Posted by Daniel Henry, CBC Senior legal counsel

Last week, the Ontario Court of Appeal granted the media a new defamation defence, in addition to truth, fair comment, privilege and consent. It's called "public interest responsible journalism." This new defence promises to remove the “chill” from Canadian defamation law and significantly affect what we publish and when.

Now, in Ontario, when a media organization publishes defamatory public interest information that it honestly believes to be true, and the steps taken in gathering and publishing the information are responsible and fair, it can rest assured that the courts will support it, even if the facts turn out later to be untrue.

Justice Robert J. Sharpe, speaking on behalf of the court, explained the need for the new direction:

“...Democracy depends upon the free and open debate of public issues and the freedom to criticize the rich, the powerful and those, such as police officers, who exercise power and authority in our society."

"...On the other side of the scales, the Supreme Court of Canada has recognized and reaffirmed that the protection of reputation is also an important Charter-protected Canadian value.

"...A newspaper that has properly investigated the story and has every reason to believe it to be true still walks on thin ice. The fear or risk of being unable to prove the truth of controversial matters is bound to discourage the publication of information the public has a legitimate interest in hearing.”

He noted that while the defence is new to Canada, it is not new to the common law world.

In England, for example, the House of Lords has been developing this extension of the privilege defence since late 1999, beginning with a case called Reynolds versus Times Newspapers Limited and Others. The latest expression of the defence is its decision in Jameel versus Wall Street Journal Europe.

In Jameel, the House of Lords developed a three-part test for considering publication of defamatory information:

1. Was there a public interest in the publication of the article?
2. Was the inclusion of the defamatory statement justifiable?
3. If so, Were the steps taken to gather and publish the information responsible and fair?

In adopting and adapting this test for Ontario, Justice Sharpe said he was steering a middle course between the restrictive traditional Canadian common law of defamation and the alternative U.S. approach.

In the U.S., if a media organization publishes information about a public official or public figure, it can succeed in its defence even if the information turns out to be defamatory and untrue, unless the person suing proves that the journalists proceeded with “actual malice”: i.e. they knew, or ought to have known, that what they were publishing was false. There is no requirement there to have been “responsible” or “fair”, in the eyes of a judge or jury.

Under our new defence, if a media organization publishes information on any matter of public interest, it can succeed even if the information turns out to be defamatory and untrue, if it can convince the court, on a balance of probabilities, that the steps it took in gathering and publishing were “responsible and fair.”

---+---

_Tasks to carry out_
1. Reproduce the part of the defamation post from "In England, for" to "Street Journal Europe." word for word.
2. For each statement, say yes or no according to the defamation post and quote the words that decide it.
(a) The House of Lords began developing this extension of the privilege defence in late 1999.
(b) Under the U.S. approach, a media organization must show that its steps were responsible and fair.
(c) The new defence was granted by the Supreme Court of Canada.
3. Answer these questions from the defamation post.
(a) Who spoke on behalf of the court?
(b) Which case is named as the latest expression of the defence in England?
(c) On what standard must a media organization convince the court under the new defence?
The data that come next are separate material and have no connection to the defamation post.

_Given data_
---+---

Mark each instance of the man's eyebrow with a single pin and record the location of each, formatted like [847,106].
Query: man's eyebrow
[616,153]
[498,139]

---+---

_The results_
1.
In England, for example, the House of Lords has been developing this extension of the privilege defence since late 1999, beginning with a case called Reynolds versus Times Newspapers Limited and Others. The latest expression of the defence is its decision in Jameel versus Wall Street Journal Europe.

2.
(a) Yes: "the House of Lords has been developing this extension of the privilege defence since late 1999"
(b) No: "There is no requirement there to have been “responsible” or “fair”, in the eyes of a judge or jury."
(c) No: "the Ontario Court of Appeal granted the media a new defamation defence"

3.
(a) Justice Robert J. Sharpe
(b) Jameel versus Wall Street Journal Europe
(c) On a balance of probabilities